DIRECTIONS: Continue the weekly market recap below from the point where it stops.

A week of turmoiling up and down in rates and stocks… for not very much…

On the day we saw the same old pattern of gap up open, then weakness… but this time the latter half of the day saw buying, not selling…

 

The Dow and Small Caps managed to creep back into the green for the week as Nasdaq melted up to Wednesday’s highs this afternoon (as bond yields tumbled)…

 

The Dow bounced back into its 50-61.8% retracement zone. S&P managed to get back above (and close above) its 50DMA…

 

Credit markets had a notably weak week, diverging dramatically from equity risk…

 

Treasury yields were mixed on the week with the belly outperforming (and lower) while 2Y and 30Y were both higher…

 

With the 2s10s curve flatter for the 2nd week in a row…

 

10Y Yields were up 7 weeks in a row ahead of this week but the 10Y closed below last Friday’s close of 2.8749% breaking the losing streak…

As Bloomberg notes, That’s quite an unusual situation. The last time it happened was in May 2008, and before that it was May 2004. An eight-week streak of higher yields would have been the longest since a nine-week surge ending on April 1, 1994. Here’s the S&P 500 during those nine weeks:

But we note that US stocks are now their ‘most expensive’ relative to bonds since 2008…

 

The Dollar Index limped lower for the second day (coincidentally since China has returned from its new year festivities, banned VIX, and bailed out Anbang)…but ended higher on the week (3rd weekly gain of the last 4 weeks)

DATA EXCERPTS:
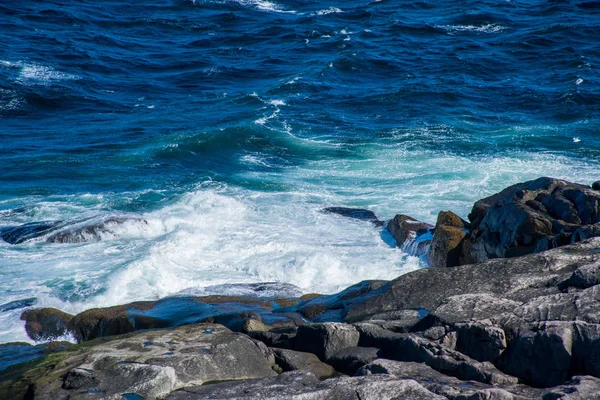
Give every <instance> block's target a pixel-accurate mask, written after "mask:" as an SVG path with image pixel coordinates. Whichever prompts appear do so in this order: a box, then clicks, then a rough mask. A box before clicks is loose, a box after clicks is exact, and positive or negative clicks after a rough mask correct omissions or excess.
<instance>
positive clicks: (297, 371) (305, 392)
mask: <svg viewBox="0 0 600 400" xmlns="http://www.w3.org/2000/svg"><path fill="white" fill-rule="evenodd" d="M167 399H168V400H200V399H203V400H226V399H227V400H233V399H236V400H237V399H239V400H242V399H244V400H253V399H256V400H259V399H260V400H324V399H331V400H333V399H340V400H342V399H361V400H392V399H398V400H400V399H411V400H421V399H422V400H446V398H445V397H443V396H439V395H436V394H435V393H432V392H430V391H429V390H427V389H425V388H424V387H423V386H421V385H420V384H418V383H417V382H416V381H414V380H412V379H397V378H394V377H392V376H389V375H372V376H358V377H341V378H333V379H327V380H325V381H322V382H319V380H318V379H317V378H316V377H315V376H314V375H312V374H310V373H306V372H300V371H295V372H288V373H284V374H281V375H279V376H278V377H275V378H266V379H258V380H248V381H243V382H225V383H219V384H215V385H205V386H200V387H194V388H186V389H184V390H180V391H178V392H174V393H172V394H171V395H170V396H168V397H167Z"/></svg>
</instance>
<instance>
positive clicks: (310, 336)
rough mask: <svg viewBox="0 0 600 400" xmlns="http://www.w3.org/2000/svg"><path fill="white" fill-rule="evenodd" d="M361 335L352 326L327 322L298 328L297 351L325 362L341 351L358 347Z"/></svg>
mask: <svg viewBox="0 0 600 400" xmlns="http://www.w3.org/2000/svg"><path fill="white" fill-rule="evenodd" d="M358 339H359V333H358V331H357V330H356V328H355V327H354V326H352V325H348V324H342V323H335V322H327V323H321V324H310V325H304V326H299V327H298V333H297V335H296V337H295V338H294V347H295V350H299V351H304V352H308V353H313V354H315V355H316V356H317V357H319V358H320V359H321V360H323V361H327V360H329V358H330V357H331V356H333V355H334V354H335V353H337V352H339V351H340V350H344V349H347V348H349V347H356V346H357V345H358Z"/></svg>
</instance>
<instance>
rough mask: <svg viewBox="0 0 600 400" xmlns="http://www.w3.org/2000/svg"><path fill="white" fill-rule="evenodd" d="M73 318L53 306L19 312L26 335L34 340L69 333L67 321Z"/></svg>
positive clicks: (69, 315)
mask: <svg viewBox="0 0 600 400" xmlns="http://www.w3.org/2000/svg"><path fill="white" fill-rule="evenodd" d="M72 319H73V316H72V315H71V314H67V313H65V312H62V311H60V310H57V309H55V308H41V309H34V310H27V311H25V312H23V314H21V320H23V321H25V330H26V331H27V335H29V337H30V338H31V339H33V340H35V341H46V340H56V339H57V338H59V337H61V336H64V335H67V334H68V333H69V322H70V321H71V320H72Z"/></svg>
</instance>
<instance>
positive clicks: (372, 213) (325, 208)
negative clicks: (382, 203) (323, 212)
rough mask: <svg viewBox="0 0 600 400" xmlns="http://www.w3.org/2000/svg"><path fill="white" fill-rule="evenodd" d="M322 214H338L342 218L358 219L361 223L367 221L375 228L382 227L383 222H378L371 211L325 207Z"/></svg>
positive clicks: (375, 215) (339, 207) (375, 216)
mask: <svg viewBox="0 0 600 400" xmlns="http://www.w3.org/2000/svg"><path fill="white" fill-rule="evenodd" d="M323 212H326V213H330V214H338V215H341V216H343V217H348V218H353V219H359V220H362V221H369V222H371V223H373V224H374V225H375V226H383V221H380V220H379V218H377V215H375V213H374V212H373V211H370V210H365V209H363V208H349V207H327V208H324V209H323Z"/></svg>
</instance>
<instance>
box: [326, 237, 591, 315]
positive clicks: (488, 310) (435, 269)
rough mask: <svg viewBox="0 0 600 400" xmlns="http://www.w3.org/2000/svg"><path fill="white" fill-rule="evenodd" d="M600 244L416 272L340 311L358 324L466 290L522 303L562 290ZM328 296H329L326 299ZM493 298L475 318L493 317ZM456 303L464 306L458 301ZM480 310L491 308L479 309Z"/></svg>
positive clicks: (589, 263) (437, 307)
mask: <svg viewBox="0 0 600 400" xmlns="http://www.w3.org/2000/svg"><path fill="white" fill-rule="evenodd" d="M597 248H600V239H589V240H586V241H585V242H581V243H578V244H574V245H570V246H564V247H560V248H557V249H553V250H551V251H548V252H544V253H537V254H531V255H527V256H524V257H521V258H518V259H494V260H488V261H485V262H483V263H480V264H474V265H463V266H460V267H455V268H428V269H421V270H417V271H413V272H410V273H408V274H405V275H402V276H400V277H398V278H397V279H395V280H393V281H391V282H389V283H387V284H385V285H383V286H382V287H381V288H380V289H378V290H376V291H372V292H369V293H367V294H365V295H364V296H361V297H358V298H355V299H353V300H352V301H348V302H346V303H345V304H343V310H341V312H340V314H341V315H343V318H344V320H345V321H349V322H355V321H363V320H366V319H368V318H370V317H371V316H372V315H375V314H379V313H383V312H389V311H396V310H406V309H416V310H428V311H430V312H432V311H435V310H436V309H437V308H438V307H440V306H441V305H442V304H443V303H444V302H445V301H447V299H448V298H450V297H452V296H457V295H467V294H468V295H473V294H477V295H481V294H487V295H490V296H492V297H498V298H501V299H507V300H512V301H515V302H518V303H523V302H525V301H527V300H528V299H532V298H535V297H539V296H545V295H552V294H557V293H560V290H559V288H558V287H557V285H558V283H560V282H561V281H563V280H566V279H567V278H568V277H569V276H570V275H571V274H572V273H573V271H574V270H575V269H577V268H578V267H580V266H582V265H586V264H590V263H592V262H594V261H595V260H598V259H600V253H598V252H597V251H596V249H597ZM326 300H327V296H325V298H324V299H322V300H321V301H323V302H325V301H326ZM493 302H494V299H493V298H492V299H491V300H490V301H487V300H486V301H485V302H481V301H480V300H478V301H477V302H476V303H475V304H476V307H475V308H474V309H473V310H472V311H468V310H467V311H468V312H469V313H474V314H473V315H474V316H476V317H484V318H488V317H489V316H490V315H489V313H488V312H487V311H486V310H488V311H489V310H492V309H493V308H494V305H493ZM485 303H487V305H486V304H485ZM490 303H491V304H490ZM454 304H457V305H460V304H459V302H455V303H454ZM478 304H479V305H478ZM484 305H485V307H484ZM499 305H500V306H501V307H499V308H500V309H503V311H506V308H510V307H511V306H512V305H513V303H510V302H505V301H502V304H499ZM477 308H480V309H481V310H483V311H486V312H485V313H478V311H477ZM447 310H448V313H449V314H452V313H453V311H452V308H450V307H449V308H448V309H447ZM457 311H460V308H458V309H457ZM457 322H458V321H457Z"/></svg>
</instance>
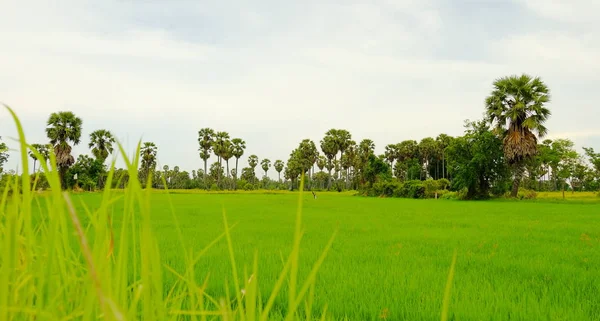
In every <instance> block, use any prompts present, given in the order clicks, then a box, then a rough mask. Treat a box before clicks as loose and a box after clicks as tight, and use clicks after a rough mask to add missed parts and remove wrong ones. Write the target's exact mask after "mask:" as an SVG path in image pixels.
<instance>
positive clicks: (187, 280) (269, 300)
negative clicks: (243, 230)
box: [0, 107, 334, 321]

RESPONSE BOX:
NOTE how tight the range has been in the last 36 hours.

 

WTI bounced for the 2nd week in a row but dollar strength hit cooper and PMs…

 

NOTE that WTI/RBOB are back at somewhat key technical levels right before the XIV-driven collapse…

 

Bitcoin bounced back above $10,000 today – back to unchanged for February – but is marginally lower on the week (as the rest of the crypto space got hammered)…

 

Nasdaq and Bitcoin recoupled earlier today but this afternoon saw stocks higher and crypto slipped lower…

Is Bitcoin the leading indicator for The Dow?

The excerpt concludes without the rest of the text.